==== EXTRACTED ENTRIES ====

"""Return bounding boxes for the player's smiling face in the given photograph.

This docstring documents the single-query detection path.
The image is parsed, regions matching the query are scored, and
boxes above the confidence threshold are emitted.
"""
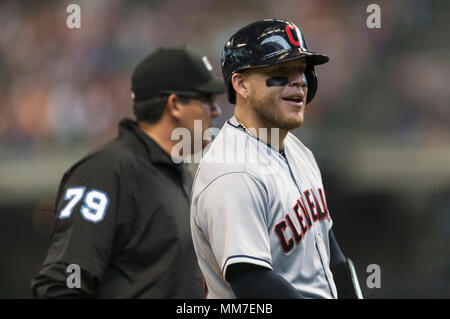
[244,58,308,130]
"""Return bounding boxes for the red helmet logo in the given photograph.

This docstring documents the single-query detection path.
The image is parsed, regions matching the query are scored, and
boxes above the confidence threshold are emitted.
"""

====

You are asked to reproduce word for word the line containing "logo in the given photograph." and every subsequent line through the end of the entries.

"""Return bounding boxes for the red helmet logo in the given photograph.

This docstring documents the single-query detection path.
The image is parsed, regions matching the query are scored, and
boxes above the confidence threshold are emitted.
"""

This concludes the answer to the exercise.